- Work to complete: Starting with the line that contains "of the <item>bread" and going on through the line that contains "Target: <item>bread slice</item>", render the material below as a Markdown table with the columns Index and Entry. Number each line in Index, put its text in Entry, and leave out blank lines.

- Information shown:

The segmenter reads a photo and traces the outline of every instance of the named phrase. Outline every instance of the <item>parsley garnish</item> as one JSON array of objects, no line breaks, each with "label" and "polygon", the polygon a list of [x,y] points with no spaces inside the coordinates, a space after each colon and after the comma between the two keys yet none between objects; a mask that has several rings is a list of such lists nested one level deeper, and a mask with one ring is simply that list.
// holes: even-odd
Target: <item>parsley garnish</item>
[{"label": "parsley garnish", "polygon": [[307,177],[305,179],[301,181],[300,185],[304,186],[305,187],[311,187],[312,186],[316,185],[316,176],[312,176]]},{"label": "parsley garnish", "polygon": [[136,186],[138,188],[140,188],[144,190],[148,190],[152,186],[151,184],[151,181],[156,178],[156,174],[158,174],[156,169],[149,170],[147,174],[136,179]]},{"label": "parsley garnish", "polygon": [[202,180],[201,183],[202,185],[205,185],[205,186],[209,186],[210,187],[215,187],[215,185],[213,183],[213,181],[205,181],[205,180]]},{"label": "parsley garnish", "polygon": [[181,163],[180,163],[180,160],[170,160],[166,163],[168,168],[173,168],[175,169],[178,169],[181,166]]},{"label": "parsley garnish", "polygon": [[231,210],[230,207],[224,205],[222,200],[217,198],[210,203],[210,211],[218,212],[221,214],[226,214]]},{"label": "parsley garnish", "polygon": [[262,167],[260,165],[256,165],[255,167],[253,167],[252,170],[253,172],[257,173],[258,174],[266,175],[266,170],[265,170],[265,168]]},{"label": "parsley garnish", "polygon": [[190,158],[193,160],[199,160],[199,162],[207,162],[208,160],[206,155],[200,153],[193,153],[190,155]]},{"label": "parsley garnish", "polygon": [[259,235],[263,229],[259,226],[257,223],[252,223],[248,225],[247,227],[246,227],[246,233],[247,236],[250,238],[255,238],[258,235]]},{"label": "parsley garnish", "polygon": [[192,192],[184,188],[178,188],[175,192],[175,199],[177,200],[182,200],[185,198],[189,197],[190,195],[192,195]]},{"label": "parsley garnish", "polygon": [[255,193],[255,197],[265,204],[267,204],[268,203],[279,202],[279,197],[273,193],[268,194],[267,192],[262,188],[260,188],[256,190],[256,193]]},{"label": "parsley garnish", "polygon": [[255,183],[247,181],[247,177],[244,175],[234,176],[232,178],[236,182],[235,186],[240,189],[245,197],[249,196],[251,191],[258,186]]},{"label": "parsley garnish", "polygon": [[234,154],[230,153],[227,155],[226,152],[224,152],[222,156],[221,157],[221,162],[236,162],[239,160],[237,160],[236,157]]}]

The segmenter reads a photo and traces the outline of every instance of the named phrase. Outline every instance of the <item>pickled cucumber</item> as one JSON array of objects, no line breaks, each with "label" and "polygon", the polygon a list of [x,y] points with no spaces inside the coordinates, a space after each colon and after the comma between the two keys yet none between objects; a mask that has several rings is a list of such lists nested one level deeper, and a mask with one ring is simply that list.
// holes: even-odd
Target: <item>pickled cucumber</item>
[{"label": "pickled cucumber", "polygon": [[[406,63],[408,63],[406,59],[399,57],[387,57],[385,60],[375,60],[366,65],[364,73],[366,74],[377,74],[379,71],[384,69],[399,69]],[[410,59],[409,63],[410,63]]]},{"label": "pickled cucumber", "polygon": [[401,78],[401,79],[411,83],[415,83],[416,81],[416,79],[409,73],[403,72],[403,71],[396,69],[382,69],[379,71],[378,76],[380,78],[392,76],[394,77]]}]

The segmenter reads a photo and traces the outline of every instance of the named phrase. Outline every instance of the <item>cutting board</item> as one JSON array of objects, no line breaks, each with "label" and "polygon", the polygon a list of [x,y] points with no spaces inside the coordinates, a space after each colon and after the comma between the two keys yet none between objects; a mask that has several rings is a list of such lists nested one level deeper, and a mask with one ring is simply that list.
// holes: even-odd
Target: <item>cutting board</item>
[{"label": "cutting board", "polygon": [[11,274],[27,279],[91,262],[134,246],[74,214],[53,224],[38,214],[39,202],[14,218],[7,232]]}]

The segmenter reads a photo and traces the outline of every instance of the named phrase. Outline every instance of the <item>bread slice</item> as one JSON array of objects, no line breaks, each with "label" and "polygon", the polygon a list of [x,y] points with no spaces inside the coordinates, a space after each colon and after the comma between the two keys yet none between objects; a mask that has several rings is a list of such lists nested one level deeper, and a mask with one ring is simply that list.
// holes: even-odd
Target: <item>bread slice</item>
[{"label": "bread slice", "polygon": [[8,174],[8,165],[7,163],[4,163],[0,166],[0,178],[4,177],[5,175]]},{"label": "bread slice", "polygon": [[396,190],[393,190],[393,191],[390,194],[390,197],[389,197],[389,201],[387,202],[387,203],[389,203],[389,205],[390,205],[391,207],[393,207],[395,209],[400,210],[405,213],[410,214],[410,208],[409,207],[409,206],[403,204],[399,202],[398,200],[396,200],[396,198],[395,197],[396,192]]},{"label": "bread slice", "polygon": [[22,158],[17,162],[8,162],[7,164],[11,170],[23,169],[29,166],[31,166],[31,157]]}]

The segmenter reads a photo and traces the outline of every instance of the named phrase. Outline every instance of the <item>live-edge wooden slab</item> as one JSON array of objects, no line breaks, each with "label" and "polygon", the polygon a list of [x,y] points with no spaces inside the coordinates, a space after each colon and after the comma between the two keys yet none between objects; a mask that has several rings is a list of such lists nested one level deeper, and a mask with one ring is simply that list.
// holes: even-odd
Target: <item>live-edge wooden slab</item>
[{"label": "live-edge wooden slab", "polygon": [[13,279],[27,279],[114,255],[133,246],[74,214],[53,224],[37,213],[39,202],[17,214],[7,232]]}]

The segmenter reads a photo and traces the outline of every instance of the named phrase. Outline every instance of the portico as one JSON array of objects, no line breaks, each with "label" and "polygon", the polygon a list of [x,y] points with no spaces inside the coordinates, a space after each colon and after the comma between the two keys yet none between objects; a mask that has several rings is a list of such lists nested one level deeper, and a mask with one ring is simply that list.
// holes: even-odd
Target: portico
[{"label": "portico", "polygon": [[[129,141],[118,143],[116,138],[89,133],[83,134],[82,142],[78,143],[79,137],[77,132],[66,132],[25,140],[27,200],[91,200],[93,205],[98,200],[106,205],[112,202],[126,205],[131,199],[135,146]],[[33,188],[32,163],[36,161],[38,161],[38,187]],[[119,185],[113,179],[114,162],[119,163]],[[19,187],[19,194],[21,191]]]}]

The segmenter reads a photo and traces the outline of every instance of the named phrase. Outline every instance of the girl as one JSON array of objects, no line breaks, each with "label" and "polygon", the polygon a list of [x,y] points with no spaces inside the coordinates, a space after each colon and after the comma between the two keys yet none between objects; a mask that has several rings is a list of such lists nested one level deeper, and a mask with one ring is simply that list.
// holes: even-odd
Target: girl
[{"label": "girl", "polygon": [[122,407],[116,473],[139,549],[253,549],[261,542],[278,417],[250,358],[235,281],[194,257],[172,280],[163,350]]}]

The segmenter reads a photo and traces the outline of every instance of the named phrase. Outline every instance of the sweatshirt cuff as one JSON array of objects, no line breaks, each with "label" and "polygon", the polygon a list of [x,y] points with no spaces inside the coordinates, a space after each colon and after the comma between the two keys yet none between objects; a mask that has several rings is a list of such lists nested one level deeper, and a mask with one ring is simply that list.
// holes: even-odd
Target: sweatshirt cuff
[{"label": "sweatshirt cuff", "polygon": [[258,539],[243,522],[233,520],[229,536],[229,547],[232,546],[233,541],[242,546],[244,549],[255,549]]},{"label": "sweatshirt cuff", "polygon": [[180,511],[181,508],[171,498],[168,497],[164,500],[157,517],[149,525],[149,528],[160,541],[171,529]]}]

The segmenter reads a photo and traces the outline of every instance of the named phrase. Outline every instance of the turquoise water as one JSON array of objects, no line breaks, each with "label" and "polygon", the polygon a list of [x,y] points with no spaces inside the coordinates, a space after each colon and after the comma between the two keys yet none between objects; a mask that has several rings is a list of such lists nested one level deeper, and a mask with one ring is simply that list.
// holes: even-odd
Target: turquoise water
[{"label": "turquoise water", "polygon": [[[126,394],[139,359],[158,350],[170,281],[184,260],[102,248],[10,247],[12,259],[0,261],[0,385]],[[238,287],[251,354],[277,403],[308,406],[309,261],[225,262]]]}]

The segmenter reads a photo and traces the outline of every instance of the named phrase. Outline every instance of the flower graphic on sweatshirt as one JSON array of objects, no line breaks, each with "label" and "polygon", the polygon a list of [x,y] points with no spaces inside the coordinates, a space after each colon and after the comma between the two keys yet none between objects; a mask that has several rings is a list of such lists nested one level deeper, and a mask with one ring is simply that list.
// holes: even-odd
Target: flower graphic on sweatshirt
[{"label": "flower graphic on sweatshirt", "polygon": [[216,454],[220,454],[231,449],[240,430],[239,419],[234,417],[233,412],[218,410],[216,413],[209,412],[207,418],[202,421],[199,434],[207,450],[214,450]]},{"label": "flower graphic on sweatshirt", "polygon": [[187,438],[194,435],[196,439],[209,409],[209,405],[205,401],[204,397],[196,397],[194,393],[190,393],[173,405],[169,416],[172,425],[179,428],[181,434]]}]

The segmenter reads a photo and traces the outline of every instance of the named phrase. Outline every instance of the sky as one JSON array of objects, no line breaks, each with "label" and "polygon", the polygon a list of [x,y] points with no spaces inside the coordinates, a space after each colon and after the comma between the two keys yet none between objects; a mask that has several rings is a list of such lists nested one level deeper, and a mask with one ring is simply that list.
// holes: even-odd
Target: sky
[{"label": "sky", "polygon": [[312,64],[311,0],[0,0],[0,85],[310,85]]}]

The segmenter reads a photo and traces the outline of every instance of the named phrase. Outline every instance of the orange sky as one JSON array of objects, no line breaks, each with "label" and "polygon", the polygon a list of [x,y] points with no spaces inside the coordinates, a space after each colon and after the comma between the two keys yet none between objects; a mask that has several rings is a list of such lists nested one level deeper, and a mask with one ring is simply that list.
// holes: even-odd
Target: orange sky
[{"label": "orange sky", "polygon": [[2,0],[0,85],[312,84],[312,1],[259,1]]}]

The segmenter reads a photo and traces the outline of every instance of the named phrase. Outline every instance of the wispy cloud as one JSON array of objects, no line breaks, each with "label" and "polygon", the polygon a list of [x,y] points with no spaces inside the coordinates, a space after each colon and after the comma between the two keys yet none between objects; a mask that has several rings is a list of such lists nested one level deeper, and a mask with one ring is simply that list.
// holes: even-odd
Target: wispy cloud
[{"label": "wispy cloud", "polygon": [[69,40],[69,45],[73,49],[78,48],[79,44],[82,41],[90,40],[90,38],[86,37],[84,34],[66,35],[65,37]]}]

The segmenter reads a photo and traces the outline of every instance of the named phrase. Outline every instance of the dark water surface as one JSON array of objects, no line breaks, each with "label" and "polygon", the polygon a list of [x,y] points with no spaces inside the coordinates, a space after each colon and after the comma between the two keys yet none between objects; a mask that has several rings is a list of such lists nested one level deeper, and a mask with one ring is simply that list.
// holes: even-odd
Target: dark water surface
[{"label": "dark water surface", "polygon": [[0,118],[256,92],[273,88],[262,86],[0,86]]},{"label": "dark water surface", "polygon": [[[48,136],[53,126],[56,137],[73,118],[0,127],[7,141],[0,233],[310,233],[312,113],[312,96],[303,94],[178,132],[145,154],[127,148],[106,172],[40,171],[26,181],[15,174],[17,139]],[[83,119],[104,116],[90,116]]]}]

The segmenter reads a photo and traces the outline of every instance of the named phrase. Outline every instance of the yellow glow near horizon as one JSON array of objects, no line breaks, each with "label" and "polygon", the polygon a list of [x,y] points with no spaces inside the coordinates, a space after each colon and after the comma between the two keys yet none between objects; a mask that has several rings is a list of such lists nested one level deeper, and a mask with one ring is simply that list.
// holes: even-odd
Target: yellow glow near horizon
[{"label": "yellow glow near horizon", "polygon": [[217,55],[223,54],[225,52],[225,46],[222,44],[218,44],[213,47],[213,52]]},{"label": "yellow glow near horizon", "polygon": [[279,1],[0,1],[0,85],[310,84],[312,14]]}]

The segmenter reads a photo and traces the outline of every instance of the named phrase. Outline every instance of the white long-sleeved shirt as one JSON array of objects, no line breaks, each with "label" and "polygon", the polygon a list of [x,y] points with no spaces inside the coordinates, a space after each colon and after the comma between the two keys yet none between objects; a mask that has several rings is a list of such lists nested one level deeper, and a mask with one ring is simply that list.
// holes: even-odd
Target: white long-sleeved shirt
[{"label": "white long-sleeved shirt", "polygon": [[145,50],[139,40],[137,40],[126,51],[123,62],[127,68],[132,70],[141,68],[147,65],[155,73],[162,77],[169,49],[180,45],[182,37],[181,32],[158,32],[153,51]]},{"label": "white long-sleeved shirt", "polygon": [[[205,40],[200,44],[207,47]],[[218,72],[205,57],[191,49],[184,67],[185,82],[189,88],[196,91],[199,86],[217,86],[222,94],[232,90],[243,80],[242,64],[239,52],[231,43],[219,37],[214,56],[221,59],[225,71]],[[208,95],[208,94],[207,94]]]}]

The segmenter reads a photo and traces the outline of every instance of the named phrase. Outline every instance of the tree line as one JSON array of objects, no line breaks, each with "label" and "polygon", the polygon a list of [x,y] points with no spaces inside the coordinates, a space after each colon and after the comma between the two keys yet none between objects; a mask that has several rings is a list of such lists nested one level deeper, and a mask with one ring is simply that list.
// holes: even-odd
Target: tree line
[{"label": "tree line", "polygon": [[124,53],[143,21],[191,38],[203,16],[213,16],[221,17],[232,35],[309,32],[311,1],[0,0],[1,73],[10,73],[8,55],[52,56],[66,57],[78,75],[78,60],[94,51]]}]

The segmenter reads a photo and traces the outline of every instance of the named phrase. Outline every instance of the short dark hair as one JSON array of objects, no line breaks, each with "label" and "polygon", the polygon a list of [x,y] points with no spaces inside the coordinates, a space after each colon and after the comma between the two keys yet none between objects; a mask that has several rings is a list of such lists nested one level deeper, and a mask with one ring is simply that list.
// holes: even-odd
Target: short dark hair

- Written answer:
| Index | Entry |
|---|---|
| 1 | The segmenter reads a photo and traces the outline of every instance of the named phrase. Outline every instance of the <item>bread slice</item> as one JSON array of objects, no line breaks, each with "label" and "polygon", the polygon a list of [x,y] points with no spaces inside the coordinates, a space after each colon and after the comma between the two keys yet none between objects; a mask that has several rings is a list of such lists nested one level deeper, and a mask with one ring is simply that list. |
| 2 | // holes: even-odd |
| 3 | Target: <item>bread slice</item> |